= Frederick Laurence =

British composer and orchestral manager, 1884-1942

Frederick Laurence (until 1919 Frederick Kessler, 25 May 1884 - 3 May 1942) was a British composer, early film music pioneer and latterly an orchestral manager and administrator. He changed his name mid-career by deed poll in 1919 to avoid the anti-German sentiment prevalent in Britain at the time.

==Early career==
Born in Holloway, North London, his parents were of German heritage. His father, an amateur cellist and pianist, began his musical education, and from the age of 19 he took private lessons from Joseph Holbrooke (only five years his senior), also studying in Germany, France and Austria. Holbrooke first included Laurence's music into his Modern English Chamber Music concert series in 1905. Most of his early works composed using the name Kessler - including a Piano Trio and a String Quartet - remained in manuscript and have since been lost. Those that were published show his adoption of an adventurous harmonic language for their time.

==Librarian of the Proms==
Unable to sustain himself financially as a composer, Laurence joined the music publishers Goodwin & Tabb, and through them became the librarian of the BBC Proms under Sir Henry Wood. Through this arrangement he secured performances of some of his own orchestral music at the Proms, including the world premieres of Legend (later re-titled A Spirit’s Wayfaring: Poem for Orchestra) in 1918 and The Dance of the Witch Girl in 1920, as well as five performances of the smaller scale Tristis between 1919 and 1923. Other orchestral works, including The Dream Harlequin, Milandor and A Miracle, were performed at Royal College of Music Patron's Fund rehearsals.

He married Mildrid Rebecca Hadfield, Holbrooke's sister-in-law, in 1909 and there were two children. After her death in 1921 he married the harpist Marie Goossens in 1926. Their address in the 1930s was Crewkerne, High Road, North Finchley.

==Film Music==
In 1924 Laurence helped the conductor Eugene Goossens II compile and fit to the action orchestral music from various sources, to be performed live at London screenings of the film The Epic of Everest, something of a landmark in film music history. This led to Laurence being asked to compose an entirely original film score for the Russian fairy tale film Morozko – which according to Julie Brown is "the earliest important original score for a film screened in Britain". After this, however, Laurence returned to composing concert music, missing out on the lucrative opportunity that synchronised sound film opened up just three years later. The world premiere of the restored score for Morozko was presented at the 14th British Silent Film Festival (2011) at the Barbican in London.

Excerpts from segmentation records
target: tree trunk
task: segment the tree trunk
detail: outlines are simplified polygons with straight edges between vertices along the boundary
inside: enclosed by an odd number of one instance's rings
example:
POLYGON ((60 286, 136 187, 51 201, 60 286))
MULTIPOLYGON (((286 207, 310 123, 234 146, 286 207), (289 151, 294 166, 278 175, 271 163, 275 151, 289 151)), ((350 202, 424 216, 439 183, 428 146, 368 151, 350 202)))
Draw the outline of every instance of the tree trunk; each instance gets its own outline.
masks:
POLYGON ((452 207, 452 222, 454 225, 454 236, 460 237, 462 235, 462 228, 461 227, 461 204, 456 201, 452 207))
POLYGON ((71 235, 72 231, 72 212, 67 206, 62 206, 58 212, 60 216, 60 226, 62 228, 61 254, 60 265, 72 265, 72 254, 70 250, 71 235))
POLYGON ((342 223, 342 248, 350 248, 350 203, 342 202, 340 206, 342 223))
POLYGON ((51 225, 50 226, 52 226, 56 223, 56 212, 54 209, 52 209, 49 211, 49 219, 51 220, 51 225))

- Challenge 1
Answer these questions about the text on Frederick Laurence:
(a) In what year did he change his name by deed poll?
(b) Which music publishers did he join when he could not support himself as a composer?
(c) At the London screenings of which film was the orchestral music he helped compile in 1924 performed?
- Challenge 2
Retype the text on Frederick Laurence, beginning at the words "Frederick Laurence (until" and stopping after the words "at the time.".

- Response 1
(a) 1919
(b) Goodwin & Tabb
(c) The Epic of Everest

- Response 2
Frederick Laurence (until 1919 Frederick Kessler, 25 May 1884 - 3 May 1942) was a British composer, early film music pioneer and latterly an orchestral manager and administrator. He changed his name mid-career by deed poll in 1919 to avoid the anti-German sentiment prevalent in Britain at the time.